_Problem to work on_
An acceptable answer repeats exactly the line with "The component shall indicate each instance of the leaf" and each line after it through the end of the entries, and includes nothing else.

Source data:
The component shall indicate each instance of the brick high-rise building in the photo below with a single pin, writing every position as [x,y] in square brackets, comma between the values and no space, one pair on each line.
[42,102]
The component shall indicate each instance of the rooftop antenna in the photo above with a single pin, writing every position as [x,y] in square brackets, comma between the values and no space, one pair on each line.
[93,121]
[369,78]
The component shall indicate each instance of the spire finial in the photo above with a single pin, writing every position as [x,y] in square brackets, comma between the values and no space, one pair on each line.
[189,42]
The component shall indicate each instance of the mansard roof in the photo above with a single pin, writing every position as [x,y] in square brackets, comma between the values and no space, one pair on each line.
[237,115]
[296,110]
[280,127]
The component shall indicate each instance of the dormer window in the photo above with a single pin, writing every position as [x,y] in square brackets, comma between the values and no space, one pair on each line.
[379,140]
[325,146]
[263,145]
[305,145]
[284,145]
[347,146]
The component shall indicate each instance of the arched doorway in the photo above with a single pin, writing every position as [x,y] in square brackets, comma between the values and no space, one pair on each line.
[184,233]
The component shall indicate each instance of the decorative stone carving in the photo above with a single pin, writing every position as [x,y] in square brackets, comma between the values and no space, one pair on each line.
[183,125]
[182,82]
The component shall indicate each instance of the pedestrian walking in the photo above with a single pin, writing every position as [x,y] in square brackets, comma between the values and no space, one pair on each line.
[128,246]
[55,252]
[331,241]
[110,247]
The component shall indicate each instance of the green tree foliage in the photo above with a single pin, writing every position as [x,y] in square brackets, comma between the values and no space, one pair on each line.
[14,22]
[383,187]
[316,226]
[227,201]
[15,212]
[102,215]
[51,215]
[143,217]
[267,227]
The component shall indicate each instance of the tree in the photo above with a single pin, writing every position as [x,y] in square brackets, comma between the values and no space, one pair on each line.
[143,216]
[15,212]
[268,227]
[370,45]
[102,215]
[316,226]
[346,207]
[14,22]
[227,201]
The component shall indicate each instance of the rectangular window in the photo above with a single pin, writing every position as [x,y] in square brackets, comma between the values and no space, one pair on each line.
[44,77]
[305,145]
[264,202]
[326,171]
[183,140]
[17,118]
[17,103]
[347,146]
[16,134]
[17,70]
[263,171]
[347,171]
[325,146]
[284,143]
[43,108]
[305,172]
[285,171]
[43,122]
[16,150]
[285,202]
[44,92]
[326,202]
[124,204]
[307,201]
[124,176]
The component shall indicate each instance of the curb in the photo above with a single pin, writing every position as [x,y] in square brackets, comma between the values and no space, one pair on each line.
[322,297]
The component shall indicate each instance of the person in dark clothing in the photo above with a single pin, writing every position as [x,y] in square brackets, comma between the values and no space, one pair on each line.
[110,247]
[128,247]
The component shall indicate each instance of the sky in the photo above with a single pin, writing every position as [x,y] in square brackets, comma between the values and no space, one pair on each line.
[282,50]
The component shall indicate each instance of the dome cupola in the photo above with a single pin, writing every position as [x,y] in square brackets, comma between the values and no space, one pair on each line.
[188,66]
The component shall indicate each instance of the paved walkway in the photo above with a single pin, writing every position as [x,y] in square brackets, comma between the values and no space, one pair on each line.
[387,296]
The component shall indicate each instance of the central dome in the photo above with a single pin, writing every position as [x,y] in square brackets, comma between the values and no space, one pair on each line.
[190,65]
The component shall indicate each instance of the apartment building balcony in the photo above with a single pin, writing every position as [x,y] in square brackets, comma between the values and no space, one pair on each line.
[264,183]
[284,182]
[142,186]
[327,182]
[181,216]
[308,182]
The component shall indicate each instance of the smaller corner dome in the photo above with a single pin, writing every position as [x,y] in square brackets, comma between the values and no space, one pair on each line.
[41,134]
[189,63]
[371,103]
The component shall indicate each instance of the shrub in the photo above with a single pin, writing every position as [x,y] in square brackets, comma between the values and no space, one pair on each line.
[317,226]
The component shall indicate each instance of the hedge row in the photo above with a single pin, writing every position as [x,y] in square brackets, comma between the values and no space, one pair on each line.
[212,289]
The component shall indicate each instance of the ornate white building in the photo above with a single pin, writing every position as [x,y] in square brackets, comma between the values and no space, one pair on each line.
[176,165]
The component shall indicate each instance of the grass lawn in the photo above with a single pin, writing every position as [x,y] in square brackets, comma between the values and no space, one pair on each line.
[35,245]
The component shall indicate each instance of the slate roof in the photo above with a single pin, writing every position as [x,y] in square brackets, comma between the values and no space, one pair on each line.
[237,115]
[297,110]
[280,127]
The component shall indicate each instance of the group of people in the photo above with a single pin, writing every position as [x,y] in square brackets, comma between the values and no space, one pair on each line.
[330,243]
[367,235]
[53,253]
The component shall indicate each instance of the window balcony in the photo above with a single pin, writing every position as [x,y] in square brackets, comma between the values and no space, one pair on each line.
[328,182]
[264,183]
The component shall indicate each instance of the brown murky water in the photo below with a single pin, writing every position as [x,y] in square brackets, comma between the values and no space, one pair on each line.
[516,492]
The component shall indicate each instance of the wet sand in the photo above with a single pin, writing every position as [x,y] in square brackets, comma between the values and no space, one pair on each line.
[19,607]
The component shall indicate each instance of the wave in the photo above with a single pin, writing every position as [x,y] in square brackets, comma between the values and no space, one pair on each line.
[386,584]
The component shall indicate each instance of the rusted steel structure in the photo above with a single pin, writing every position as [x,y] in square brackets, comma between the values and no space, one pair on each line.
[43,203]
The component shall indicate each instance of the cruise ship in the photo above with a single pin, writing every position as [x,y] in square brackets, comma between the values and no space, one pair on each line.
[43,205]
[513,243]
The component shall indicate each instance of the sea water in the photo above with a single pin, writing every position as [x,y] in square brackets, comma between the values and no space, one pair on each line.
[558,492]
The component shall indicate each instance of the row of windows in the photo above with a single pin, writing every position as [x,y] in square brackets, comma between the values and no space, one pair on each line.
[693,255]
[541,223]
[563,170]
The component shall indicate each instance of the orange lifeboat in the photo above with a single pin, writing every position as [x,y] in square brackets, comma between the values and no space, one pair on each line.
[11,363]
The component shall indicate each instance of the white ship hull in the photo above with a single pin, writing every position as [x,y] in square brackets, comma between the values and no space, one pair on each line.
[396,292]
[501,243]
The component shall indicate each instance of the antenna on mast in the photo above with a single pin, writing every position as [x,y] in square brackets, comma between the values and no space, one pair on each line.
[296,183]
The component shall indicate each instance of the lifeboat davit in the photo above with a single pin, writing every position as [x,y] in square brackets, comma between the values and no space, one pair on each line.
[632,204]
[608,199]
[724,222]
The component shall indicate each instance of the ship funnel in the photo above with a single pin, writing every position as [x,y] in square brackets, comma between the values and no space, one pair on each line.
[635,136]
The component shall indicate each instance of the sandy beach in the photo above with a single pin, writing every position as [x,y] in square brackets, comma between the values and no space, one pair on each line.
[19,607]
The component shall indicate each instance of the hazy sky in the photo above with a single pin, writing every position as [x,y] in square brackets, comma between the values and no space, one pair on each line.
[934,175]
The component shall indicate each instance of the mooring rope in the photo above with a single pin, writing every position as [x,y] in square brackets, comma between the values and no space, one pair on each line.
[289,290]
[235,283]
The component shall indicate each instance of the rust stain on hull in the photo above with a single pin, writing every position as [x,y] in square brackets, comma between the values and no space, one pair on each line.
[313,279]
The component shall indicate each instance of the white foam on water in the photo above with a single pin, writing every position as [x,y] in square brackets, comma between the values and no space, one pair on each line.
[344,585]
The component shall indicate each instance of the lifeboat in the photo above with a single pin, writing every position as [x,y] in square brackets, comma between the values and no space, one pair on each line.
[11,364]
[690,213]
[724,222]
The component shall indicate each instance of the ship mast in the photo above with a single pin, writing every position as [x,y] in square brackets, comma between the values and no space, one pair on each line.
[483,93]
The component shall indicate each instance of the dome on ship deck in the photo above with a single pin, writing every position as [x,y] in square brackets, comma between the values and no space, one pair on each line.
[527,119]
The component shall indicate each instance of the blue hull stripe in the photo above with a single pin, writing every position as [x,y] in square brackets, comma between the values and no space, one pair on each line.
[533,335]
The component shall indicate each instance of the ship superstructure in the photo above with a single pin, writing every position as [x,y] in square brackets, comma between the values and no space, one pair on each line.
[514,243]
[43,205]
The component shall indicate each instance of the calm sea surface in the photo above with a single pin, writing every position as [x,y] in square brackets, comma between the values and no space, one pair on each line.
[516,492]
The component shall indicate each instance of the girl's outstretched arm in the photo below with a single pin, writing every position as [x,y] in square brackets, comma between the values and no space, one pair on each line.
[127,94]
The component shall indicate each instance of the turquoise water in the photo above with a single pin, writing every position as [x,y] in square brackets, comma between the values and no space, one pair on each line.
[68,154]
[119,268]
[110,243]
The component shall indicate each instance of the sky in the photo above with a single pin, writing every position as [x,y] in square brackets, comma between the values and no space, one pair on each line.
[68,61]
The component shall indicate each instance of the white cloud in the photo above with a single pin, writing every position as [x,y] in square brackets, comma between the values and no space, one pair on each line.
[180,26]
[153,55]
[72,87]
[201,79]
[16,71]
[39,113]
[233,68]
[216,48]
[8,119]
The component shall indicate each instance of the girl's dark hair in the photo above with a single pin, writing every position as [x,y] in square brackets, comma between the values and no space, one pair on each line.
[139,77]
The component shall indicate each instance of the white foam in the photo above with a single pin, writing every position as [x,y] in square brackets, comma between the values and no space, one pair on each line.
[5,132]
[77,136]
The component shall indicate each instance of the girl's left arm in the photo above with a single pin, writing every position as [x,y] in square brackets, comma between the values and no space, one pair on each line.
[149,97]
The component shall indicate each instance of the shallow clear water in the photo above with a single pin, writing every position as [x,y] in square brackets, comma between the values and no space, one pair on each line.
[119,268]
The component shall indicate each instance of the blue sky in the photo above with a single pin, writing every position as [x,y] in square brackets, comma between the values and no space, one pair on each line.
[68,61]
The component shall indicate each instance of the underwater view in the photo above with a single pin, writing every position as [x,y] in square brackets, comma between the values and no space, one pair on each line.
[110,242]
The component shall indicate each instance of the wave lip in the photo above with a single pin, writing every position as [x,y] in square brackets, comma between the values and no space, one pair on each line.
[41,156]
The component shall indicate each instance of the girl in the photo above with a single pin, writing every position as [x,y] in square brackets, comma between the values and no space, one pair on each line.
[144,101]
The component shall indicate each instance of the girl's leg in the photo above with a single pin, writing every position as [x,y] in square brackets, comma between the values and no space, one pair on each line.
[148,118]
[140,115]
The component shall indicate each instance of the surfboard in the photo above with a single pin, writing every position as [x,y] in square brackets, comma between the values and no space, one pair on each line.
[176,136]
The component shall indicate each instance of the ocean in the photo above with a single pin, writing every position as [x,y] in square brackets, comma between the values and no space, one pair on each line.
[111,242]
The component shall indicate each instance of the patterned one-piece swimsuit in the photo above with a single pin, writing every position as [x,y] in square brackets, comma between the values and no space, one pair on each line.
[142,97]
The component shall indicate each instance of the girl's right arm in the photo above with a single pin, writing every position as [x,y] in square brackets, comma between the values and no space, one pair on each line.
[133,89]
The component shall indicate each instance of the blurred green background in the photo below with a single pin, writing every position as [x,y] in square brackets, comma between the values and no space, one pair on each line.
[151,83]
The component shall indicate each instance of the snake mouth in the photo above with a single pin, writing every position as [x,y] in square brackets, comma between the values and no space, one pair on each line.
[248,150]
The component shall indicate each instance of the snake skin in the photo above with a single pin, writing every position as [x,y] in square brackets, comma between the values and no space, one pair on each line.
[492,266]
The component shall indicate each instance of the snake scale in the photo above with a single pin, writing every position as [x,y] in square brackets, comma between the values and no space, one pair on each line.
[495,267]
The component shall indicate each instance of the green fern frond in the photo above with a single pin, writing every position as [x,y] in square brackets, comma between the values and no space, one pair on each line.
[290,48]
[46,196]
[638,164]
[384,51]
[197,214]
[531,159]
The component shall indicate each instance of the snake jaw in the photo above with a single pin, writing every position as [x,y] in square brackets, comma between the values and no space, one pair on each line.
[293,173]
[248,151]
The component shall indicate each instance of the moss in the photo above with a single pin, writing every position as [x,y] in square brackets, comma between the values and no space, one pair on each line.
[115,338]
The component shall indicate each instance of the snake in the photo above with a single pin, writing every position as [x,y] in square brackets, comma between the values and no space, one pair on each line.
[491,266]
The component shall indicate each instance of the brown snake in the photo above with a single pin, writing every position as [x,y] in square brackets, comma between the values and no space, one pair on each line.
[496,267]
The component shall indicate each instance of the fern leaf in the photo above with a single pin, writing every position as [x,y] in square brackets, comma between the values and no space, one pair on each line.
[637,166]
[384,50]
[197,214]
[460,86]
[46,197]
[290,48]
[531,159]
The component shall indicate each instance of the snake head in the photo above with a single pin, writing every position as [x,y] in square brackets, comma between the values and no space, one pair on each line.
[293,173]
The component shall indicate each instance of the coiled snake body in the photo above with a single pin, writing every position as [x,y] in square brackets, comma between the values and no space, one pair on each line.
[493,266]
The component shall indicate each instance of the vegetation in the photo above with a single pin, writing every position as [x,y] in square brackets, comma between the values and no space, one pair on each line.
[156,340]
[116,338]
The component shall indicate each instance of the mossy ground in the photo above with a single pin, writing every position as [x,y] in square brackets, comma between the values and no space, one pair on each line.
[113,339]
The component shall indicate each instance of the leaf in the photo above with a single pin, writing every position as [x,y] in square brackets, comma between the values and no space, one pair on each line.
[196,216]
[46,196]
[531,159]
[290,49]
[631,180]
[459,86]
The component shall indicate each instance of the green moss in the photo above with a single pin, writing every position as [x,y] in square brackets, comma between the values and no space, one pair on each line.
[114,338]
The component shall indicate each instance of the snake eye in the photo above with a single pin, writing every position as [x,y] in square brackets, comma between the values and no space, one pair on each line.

_Result for this exercise_
The component shall indicate each instance of the leaf in the photo above with a single pin, writing every position as [x,y] in square brackets, comma between the values and no space, one pair on each line.
[196,216]
[46,196]
[531,159]
[290,49]
[631,180]
[459,86]
The component shall indicate each instance of the green moss in the photo above with a single pin, writing every position as [x,y] in square brackets, comma between the values and no space, one pair on each line.
[114,338]
The component shall indicate each instance of the snake eye in the photo above with a single pin, writing every position as [x,y] in square brackets, comma between the values and no space, one pair on each line.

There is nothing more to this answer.